TEXT PROVIDED:
In the 1980s Bear Pond in the St. Regis Canoe Area had crystal clear water due to acidification. As the lake has recovered from acidification it has browned. Photo: Curt Stager
AFC field teams will collect water samples for DOC analysis from all sites to examine factors controlling the concentration and rate of change in Adirondack lakes. This data will then be used by partners at CUNY City Tech to create models that would allow the use of remote sensing to project patterns of DOC concentration and its change in a larger number of Adirondack lakes. Data will also be interpreted by partners at Syracuse University to examine how different inputs from the surrounding landscape have changed over time, while researchers at Cornell and RPI will look at how DOC affects biota and lake chemistry.

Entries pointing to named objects
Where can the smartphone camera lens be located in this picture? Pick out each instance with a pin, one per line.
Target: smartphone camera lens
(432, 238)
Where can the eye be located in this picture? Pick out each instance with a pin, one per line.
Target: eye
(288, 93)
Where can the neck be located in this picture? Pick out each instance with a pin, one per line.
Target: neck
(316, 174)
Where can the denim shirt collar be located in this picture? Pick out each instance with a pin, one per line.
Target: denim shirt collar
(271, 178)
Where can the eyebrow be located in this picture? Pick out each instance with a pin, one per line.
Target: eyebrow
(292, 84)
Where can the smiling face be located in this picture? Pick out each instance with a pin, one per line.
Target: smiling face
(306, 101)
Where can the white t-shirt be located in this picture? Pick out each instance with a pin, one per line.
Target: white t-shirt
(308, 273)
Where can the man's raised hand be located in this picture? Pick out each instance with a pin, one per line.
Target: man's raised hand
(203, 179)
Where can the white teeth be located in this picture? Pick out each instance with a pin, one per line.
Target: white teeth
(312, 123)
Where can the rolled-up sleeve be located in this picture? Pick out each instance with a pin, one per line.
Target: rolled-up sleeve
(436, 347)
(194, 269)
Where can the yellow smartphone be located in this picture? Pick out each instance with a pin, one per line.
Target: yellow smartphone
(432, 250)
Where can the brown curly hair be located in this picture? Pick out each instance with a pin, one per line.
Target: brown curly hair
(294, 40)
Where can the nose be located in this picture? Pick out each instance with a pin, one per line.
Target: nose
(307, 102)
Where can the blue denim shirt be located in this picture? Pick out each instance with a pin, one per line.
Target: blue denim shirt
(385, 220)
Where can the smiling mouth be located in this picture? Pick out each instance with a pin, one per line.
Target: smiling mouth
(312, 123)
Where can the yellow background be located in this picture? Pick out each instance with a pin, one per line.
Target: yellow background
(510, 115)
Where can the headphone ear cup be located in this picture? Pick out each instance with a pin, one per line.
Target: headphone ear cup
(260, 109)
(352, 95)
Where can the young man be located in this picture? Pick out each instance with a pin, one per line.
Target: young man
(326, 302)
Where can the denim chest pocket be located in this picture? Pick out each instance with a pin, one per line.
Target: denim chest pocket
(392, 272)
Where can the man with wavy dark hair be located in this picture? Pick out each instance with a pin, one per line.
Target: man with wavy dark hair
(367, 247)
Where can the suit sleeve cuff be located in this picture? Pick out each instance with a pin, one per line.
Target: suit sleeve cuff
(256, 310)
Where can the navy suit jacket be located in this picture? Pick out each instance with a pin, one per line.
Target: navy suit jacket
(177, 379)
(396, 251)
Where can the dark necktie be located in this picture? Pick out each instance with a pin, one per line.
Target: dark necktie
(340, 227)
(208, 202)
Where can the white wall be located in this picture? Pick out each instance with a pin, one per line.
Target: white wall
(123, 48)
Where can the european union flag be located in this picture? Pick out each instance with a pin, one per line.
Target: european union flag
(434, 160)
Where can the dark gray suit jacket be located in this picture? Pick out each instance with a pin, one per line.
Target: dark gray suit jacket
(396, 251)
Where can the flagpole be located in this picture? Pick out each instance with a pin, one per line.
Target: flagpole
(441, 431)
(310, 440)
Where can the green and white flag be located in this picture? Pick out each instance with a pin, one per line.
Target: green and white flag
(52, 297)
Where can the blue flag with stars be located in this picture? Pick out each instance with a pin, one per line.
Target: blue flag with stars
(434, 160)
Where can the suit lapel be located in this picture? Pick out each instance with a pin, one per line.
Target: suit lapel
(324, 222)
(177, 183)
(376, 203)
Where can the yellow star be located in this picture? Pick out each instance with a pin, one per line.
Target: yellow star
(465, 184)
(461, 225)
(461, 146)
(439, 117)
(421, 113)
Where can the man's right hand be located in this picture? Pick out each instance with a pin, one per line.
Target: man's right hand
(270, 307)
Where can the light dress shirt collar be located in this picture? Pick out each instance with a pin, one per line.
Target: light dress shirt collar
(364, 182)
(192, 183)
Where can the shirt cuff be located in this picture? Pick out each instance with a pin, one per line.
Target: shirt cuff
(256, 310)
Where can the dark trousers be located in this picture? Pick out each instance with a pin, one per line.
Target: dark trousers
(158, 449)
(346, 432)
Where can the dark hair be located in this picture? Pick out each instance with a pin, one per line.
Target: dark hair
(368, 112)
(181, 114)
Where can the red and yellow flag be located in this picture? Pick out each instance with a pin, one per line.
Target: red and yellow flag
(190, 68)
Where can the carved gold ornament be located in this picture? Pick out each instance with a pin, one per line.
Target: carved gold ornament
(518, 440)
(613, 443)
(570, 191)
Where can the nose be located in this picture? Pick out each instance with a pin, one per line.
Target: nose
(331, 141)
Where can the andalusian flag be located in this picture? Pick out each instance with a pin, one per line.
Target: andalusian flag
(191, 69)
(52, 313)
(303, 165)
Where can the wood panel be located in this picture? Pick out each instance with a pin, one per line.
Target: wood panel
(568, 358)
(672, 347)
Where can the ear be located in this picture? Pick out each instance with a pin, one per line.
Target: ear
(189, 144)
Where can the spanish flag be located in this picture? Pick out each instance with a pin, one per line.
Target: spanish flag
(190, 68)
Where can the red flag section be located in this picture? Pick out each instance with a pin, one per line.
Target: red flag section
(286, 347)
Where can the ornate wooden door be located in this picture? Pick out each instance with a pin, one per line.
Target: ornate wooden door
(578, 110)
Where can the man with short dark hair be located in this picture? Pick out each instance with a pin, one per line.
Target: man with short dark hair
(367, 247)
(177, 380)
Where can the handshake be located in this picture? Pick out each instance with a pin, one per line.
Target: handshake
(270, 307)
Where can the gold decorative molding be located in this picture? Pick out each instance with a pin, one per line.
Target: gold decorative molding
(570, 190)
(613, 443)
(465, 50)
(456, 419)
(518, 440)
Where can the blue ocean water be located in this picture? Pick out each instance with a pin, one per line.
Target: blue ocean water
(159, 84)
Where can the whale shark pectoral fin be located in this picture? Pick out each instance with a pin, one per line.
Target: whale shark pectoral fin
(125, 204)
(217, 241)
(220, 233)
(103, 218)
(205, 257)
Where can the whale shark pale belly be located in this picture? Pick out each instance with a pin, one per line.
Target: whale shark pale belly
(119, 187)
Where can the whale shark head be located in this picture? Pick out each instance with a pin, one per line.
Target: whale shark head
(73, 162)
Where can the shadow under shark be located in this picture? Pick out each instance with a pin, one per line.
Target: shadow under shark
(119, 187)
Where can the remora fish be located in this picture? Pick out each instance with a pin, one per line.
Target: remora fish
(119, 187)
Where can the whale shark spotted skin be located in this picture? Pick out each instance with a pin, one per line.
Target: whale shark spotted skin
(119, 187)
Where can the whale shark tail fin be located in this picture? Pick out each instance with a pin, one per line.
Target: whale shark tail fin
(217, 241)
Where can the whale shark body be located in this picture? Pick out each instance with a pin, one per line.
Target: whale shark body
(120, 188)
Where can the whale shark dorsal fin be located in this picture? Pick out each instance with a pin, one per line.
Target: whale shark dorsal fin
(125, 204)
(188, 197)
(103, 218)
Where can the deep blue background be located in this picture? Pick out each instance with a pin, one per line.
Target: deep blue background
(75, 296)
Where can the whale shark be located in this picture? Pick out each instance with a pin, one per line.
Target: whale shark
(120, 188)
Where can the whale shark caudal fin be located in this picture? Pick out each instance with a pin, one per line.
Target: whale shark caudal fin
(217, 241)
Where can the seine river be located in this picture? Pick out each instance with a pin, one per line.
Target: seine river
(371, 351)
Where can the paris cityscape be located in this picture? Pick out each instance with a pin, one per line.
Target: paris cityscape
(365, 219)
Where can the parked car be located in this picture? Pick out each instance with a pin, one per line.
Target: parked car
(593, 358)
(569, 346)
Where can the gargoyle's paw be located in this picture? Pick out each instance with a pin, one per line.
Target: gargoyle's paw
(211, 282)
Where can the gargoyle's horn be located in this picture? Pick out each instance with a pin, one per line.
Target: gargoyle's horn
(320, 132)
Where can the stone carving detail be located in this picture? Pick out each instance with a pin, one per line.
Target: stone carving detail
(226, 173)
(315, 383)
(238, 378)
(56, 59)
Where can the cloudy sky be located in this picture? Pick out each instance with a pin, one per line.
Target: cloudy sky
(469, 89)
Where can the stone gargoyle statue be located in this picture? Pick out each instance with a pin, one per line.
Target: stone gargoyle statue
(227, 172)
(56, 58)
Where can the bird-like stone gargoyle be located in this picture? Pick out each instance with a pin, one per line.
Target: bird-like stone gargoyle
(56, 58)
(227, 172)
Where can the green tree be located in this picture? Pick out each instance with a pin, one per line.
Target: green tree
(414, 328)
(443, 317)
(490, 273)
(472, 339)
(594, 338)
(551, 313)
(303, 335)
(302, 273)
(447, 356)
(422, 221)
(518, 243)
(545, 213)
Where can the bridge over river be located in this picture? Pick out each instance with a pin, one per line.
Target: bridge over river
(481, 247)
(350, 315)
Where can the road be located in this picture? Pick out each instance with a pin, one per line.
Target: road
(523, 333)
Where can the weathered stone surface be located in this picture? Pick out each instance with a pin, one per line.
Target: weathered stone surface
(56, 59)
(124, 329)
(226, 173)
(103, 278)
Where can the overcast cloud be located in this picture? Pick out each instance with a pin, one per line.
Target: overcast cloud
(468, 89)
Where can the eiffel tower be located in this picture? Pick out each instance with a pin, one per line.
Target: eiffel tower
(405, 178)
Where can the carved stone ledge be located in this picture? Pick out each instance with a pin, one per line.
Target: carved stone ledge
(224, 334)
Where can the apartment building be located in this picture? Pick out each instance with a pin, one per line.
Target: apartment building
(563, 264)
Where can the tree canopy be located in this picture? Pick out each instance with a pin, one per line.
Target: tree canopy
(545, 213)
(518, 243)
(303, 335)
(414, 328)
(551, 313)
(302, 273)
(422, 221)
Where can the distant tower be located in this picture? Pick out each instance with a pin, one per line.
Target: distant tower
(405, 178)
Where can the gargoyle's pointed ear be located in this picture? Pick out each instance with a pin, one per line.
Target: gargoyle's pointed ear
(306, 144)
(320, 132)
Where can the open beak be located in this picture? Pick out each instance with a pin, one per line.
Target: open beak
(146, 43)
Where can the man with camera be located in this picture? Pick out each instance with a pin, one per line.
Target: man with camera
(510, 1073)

INSTRUCTION A: In the passage on Adirondack lakes, which partners will build models that use remote sensing to project DOC concentration?
INSTRUCTION B: Write the next part of the passage on Adirondack lakes, picking up after its final sentence.
The listing is separate material and has no connection to the passage on Adirondack lakes.

EXERCISE RESPONSE A: Partners at CUNY City Tech.

EXERCISE RESPONSE B:
Beyond the Survey
The large amount of data generated by SCALE has the potential to fuel insights for many years though modeling projections. Ecosystem models can be coupled with models of internal lake cycling that predict future changes in characteristics such as dissolved oxygen, water clarity, or carbon emissions and burial. Further analysis can then explore the implications of various management decisions. Combined with remote sensing, modeling tools will increase the understanding of the sensitivity of Adirondack waters to climate, even in lakes that have not yet been surveyed.
As was the case with the surveys and modeling programs that strove to understand and mitigate the threat to Adirondack lakes from acid deposition, the climate-focused data from SCALE may reveal new insights well into the future.
Story by Phil Snyder, Water Quality Research Manager.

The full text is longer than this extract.